- WORK REQUEST 1 -
Answer these questions about the article on Disney's CEO contract:
(a) When does Chapek's new contract begin, and until what year does it run?
(b) How old is Chapek?
(c) How many Disney+ subscribers does the company have worldwide?
- WORK REQUEST 2 -
Reproduce the part of the article on Disney's CEO contract between "Chapek is the" and "the coronavirus pandemic.", inclusive.

- QUOTED PASSAGE -
Content starts

By Frank Pallotta, CNN Business
Bob Chapek isn’t going anywhere.
Disney’s board of directors unanimously voted to extend Chapek’s contract as CEO for another three years, the company said Tuesday. His new contract begins July 1 and runs until 2025.
The news is notable not only because Disney is one of the biggest and best known media companies in the world, but also because the company has experienced some very public missteps since Chapek began his tenure in 2020. This led to some questions around Hollywood on whether Disney would stick with Chapek once his contact came to an end next year.
Disney’s board removed all doubt on Tuesday.
“Disney was dealt a tough hand by the pandemic, yet with Bob at the helm, our businesses — from parks to streaming — not only weathered the storm, but emerged in a position of strength,” Disney board chair Susan Arnold said in a statement Tuesday. “In this important time of growth and transformation, the Board is committed to keeping Disney on the successful path it is on today, and Bob’s leadership is key to achieving that goal.”
Arnold added that “Bob is the right leader at the right time” for the company and the board has “full confidence in him and his leadership team.”
Chapek, 63, responded to the renewal saying that leading Disney is “the honor of a lifetime.”
“I started at Disney almost 30 years ago, and today have the privilege of leading one of the world’s greatest, most dynamic companies, bringing joy to millions around the world,” Chapek said in a statement.
Chapek is the seventh CEO in Disney’s near-100-year history and served as the chairman of Disney’s parks, experiences and products unit before taking over as CEO.
Chapek’s turbulent and transformational tenure
Chapek took over Disney in February of 2020 following then-CEO Bob Iger stepping down. If following the legendary run of Iger wasn’t enough of a challenge, Chapek took the reins at the beginning of the coronavirus pandemic.
The pandemic disrupted the global economy and Hollywood, but Disney — because of its reliance on in-person experiences — was hit particularly hard. The company watched as the global health crisis caused its theme parks around the world to close and its blockbuster film slate get delayed.
Yet, the company and Chapek had a lifeboat thanks to Disney+.
Subscriptions for the company’s new streaming service skyrocketed during the pandemic, which propelled it to the status of a major player in the streaming marketplace with 137.7 million subscribers worldwide.
However, Chapek found himself grappling with issues as CEO other than the pandemic.

Content ends

- RECORDS -
Content starts

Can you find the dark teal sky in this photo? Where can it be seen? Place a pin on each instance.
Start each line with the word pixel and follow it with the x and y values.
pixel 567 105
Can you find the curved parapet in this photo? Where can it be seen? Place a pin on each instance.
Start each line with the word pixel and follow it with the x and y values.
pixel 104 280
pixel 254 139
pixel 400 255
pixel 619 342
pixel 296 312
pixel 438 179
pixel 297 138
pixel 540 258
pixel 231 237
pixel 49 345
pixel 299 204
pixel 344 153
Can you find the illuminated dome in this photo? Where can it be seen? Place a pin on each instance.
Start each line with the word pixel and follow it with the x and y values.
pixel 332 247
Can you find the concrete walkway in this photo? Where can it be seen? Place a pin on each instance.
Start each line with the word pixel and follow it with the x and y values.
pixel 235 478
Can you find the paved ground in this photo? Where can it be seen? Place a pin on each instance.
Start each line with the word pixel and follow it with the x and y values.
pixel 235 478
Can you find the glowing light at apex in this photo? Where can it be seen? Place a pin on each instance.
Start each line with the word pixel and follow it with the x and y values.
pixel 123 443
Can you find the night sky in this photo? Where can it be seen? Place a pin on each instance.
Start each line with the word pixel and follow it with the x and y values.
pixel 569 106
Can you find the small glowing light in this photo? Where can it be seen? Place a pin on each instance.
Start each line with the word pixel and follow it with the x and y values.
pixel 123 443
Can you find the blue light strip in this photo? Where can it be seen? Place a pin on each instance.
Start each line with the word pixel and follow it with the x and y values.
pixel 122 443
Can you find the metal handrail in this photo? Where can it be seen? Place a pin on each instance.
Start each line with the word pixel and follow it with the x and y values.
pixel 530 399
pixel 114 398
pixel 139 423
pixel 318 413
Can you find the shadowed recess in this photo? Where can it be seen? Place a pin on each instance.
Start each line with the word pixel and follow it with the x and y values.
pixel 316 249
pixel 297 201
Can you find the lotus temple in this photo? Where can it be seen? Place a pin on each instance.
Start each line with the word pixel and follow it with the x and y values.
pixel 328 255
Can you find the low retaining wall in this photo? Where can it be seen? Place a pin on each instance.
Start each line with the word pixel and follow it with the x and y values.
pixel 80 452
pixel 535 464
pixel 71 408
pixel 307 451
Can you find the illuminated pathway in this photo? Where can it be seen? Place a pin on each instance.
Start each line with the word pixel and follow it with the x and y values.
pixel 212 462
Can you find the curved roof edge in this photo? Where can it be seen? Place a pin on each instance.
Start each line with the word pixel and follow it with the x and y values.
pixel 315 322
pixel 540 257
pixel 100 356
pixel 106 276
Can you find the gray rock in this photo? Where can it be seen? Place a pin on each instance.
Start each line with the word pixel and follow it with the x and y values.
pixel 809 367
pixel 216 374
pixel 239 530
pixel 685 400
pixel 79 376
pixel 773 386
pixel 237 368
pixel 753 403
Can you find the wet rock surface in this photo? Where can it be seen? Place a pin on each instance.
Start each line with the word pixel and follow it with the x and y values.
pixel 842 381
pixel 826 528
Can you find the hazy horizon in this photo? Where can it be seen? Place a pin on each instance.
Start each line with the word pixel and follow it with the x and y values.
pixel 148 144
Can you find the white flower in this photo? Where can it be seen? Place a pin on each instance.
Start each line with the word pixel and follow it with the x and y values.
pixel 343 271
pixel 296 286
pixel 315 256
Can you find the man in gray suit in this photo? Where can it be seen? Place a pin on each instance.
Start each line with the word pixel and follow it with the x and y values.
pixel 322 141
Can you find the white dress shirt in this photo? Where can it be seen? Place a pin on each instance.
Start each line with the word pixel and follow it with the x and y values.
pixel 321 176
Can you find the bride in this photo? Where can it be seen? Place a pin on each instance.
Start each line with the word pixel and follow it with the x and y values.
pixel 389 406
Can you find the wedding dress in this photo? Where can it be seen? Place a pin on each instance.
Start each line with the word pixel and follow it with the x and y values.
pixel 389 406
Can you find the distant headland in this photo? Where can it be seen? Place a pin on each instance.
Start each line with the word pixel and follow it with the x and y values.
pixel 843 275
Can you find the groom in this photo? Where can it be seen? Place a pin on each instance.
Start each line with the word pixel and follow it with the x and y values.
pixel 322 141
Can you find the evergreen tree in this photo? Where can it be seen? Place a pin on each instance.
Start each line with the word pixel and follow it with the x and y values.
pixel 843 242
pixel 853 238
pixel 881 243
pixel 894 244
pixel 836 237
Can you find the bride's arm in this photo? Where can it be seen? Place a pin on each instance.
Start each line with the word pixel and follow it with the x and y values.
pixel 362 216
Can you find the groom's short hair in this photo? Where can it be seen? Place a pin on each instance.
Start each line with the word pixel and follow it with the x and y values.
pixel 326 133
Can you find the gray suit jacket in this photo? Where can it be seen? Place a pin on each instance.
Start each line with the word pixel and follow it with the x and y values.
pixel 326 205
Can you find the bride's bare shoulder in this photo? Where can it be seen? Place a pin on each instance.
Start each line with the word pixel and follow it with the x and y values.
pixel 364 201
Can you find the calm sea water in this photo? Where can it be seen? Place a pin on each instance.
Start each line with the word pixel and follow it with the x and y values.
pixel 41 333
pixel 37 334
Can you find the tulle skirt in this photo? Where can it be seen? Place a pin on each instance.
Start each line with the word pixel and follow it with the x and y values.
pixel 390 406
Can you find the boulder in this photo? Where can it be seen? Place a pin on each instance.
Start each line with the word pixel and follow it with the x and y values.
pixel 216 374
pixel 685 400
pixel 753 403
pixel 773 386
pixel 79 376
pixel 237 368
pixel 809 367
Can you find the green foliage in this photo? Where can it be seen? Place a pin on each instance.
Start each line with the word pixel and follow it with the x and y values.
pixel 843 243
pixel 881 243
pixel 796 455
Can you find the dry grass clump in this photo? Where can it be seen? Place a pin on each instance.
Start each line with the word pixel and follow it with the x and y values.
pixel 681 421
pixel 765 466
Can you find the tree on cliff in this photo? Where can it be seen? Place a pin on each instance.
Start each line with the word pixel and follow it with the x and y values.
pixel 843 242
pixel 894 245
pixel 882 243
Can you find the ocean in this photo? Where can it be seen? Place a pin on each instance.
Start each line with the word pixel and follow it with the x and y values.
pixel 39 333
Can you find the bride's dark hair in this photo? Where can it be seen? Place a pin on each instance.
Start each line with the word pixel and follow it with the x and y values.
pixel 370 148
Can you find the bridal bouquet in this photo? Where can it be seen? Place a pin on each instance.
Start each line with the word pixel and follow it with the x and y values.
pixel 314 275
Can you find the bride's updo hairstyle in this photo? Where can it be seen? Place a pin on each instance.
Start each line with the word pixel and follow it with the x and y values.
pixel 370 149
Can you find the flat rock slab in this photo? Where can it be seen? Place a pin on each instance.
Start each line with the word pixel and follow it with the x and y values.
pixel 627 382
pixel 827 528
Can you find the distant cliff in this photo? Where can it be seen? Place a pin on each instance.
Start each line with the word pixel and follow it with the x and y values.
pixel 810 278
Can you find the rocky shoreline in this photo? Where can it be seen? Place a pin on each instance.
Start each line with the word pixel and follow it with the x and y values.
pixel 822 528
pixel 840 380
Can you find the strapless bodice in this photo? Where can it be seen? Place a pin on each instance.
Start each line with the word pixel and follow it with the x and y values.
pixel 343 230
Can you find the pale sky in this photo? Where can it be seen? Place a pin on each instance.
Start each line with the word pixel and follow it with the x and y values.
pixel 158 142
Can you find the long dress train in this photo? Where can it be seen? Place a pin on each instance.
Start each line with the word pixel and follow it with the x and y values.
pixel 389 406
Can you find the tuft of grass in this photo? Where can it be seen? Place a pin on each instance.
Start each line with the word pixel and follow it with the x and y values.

Content ends

- RESULT 1 -
(a) It begins July 1 and runs until 2025.
(b) He is 63.
(c) 137.7 million.

- RESULT 2 -
Chapek is the seventh CEO in Disney’s near-100-year history and served as the chairman of Disney’s parks, experiences and products unit before taking over as CEO.
Chapek’s turbulent and transformational tenure
Chapek took over Disney in February of 2020 following then-CEO Bob Iger stepping down. If following the legendary run of Iger wasn’t enough of a challenge, Chapek took the reins at the beginning of the coronavirus pandemic.